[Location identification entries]
◇ ◇ ◇ ◇ ◇

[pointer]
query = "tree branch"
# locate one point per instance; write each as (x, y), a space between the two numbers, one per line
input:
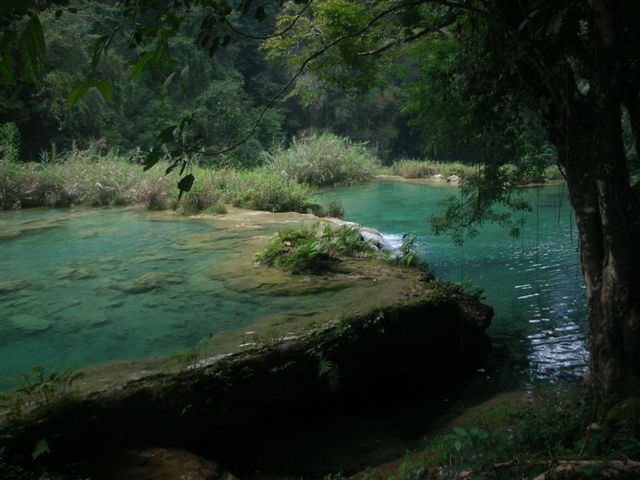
(237, 31)
(303, 67)
(402, 41)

◇ ◇ ◇ ◇ ◇

→ **DO THIS**: Convert every line of the entries above into a Markdown table with the columns n and Line, giving each line its own numbered row and omitting blank lines. Leave the pictures out of the answer.

→ **RESPONSE**:
| n | Line |
|---|---|
| 1 | [pointer] |
| 2 | query = "tree branch" |
| 3 | # locate one point per instance; write each as (x, y), a space between the two numbers, one per line |
| 4 | input: |
| 5 | (237, 31) |
| 6 | (303, 67) |
| 7 | (402, 41) |